■ WHAT TO PRODUCE ■
Pull out every line of the records that contains the word "building". Case counts, so match only lines where the letters have the same capitalization.

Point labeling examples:
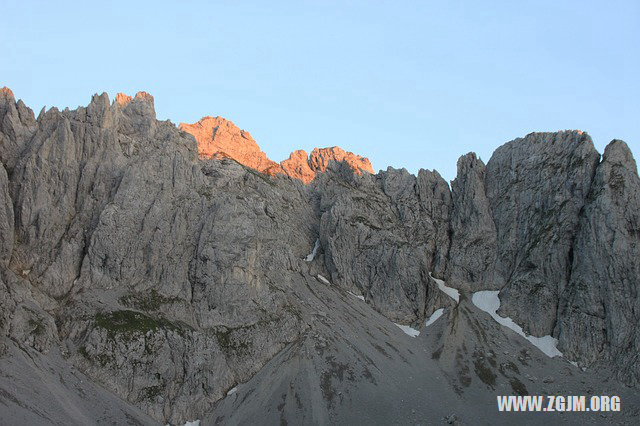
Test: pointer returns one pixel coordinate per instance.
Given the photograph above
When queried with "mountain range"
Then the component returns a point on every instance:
(153, 273)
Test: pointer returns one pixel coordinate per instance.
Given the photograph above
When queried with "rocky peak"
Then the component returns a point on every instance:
(122, 99)
(6, 93)
(320, 157)
(220, 138)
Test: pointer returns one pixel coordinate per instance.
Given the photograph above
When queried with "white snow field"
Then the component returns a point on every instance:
(451, 292)
(408, 330)
(434, 316)
(489, 302)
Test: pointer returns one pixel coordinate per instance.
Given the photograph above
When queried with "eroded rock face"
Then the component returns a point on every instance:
(536, 188)
(600, 308)
(220, 138)
(472, 256)
(383, 234)
(169, 278)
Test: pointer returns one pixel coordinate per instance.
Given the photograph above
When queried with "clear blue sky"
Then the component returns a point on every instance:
(411, 84)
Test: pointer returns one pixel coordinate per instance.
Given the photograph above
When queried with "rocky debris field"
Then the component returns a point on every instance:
(149, 277)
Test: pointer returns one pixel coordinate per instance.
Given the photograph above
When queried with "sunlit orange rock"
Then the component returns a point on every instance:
(220, 138)
(6, 92)
(122, 99)
(320, 157)
(297, 166)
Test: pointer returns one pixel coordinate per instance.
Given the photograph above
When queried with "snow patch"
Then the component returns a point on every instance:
(355, 295)
(312, 255)
(434, 316)
(408, 330)
(489, 302)
(451, 292)
(323, 279)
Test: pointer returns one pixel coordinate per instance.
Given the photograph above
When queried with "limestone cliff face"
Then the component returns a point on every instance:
(220, 138)
(599, 309)
(168, 273)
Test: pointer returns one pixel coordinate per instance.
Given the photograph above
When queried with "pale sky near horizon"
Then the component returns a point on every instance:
(406, 83)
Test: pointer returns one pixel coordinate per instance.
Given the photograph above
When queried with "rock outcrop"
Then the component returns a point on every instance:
(219, 138)
(600, 308)
(382, 235)
(536, 188)
(473, 252)
(168, 271)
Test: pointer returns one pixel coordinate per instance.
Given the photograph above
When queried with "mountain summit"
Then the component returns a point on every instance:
(220, 138)
(141, 283)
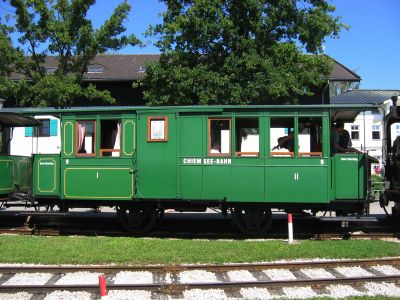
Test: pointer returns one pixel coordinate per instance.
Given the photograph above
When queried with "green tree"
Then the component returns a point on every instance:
(239, 51)
(58, 28)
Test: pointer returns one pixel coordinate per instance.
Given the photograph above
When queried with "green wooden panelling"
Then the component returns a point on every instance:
(349, 176)
(15, 173)
(28, 131)
(299, 184)
(46, 171)
(156, 161)
(53, 127)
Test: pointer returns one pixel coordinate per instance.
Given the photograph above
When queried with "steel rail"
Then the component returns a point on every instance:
(171, 287)
(208, 267)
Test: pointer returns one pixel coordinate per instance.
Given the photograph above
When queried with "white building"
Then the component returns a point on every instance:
(36, 140)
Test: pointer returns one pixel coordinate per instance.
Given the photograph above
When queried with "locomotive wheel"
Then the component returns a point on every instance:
(252, 220)
(137, 220)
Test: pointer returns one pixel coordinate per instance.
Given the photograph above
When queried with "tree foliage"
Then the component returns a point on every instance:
(58, 28)
(239, 51)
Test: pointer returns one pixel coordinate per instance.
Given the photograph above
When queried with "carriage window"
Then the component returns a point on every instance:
(282, 136)
(376, 132)
(219, 137)
(44, 129)
(110, 138)
(157, 129)
(247, 137)
(355, 132)
(85, 138)
(2, 142)
(310, 136)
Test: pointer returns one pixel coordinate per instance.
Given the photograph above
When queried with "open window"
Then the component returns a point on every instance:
(247, 137)
(85, 138)
(110, 138)
(157, 129)
(310, 136)
(2, 140)
(282, 136)
(219, 137)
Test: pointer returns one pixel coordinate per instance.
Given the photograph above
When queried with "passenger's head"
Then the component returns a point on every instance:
(339, 125)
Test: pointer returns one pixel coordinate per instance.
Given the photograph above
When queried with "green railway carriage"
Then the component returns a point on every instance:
(243, 159)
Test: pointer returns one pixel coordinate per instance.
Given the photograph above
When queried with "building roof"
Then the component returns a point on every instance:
(341, 73)
(131, 67)
(364, 97)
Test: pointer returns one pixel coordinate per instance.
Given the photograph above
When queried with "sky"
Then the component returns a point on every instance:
(371, 46)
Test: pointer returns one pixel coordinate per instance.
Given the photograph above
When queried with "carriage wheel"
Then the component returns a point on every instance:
(252, 220)
(137, 220)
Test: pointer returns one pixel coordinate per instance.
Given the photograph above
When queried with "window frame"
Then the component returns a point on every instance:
(105, 150)
(157, 118)
(247, 154)
(355, 130)
(375, 131)
(94, 137)
(278, 154)
(229, 119)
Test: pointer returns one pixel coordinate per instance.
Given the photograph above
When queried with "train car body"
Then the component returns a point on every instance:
(391, 149)
(143, 160)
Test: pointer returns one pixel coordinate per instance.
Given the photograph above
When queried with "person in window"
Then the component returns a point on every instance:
(287, 141)
(215, 147)
(341, 140)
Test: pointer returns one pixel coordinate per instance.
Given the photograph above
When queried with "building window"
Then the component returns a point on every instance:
(376, 132)
(47, 128)
(157, 129)
(282, 136)
(397, 130)
(86, 138)
(51, 70)
(247, 137)
(355, 132)
(219, 137)
(95, 69)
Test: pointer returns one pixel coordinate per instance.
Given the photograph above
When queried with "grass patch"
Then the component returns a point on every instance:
(140, 251)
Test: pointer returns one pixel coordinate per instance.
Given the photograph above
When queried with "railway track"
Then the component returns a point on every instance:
(54, 225)
(357, 277)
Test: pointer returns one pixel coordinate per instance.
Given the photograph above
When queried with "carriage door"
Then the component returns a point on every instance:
(298, 166)
(100, 163)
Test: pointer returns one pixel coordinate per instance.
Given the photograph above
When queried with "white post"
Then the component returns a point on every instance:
(290, 228)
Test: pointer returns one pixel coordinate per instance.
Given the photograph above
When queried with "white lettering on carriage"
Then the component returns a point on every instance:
(349, 158)
(206, 161)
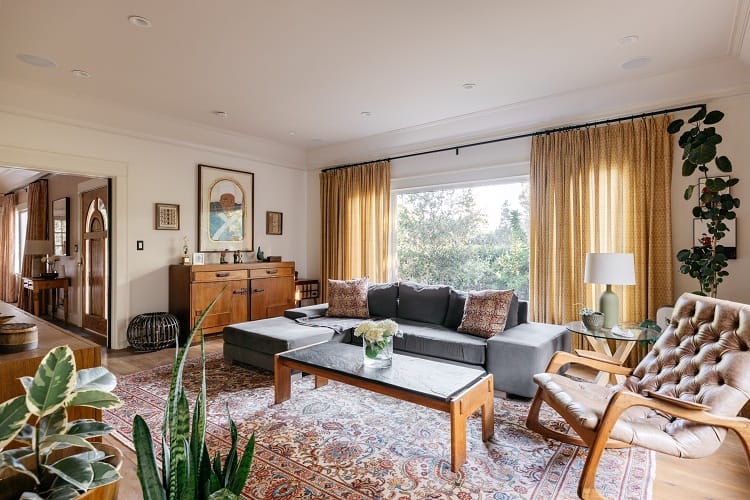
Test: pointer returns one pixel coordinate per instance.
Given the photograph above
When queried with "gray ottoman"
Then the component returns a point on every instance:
(516, 355)
(254, 343)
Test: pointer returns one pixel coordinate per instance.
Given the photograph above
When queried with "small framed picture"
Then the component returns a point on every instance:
(166, 216)
(274, 222)
(198, 259)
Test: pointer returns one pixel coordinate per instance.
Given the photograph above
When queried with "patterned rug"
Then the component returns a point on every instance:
(342, 442)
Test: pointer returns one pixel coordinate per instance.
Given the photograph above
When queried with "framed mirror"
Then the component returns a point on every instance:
(61, 225)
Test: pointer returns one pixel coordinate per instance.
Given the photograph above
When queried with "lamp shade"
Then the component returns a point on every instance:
(37, 247)
(610, 269)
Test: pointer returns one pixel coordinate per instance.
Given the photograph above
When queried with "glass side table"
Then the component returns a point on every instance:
(625, 336)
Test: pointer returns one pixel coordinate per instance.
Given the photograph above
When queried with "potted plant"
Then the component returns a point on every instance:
(706, 260)
(592, 320)
(187, 470)
(48, 456)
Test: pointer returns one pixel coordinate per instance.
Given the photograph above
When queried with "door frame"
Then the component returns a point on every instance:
(85, 187)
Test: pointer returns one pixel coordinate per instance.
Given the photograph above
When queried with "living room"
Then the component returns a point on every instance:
(137, 119)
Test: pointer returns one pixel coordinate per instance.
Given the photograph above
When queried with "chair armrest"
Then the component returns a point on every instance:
(689, 405)
(598, 356)
(561, 358)
(687, 410)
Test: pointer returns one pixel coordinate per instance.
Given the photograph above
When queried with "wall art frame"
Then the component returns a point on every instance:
(166, 216)
(274, 222)
(225, 209)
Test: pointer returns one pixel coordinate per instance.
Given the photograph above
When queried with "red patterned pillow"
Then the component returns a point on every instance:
(348, 298)
(485, 312)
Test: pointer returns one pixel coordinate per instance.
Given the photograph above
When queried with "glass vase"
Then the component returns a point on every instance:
(378, 354)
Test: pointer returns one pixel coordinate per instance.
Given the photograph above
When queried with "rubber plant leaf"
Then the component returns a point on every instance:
(53, 383)
(13, 415)
(95, 378)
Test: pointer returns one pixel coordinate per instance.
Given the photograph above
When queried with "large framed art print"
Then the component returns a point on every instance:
(225, 200)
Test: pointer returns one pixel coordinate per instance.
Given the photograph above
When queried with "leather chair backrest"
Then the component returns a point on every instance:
(702, 356)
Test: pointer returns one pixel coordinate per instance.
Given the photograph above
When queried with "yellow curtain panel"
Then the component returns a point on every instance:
(601, 189)
(355, 208)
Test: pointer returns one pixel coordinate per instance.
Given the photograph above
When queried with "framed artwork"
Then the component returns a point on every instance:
(274, 221)
(701, 237)
(166, 216)
(225, 201)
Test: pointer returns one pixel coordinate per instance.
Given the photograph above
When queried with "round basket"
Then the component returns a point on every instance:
(153, 331)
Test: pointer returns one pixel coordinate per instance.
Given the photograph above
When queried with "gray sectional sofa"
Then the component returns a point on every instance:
(428, 317)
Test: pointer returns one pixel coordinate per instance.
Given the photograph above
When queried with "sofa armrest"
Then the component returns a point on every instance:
(314, 311)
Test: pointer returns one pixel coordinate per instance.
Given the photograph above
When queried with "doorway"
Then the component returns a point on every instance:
(95, 256)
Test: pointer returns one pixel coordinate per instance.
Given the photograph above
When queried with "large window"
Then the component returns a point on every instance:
(22, 216)
(472, 238)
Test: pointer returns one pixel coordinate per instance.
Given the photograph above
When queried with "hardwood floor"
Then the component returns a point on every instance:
(723, 475)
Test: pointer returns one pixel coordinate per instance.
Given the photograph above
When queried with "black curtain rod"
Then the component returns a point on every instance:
(528, 134)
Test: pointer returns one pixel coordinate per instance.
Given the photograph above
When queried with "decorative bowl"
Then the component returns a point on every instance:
(593, 321)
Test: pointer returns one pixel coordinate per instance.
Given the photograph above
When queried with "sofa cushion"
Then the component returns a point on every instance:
(427, 303)
(486, 312)
(440, 342)
(382, 299)
(348, 298)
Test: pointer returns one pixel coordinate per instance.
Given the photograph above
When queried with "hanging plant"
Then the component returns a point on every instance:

■ RESPONSE FOR THIS EXERCISE ■
When queried with "white building"
When queried with "building roof"
When queried with "building window"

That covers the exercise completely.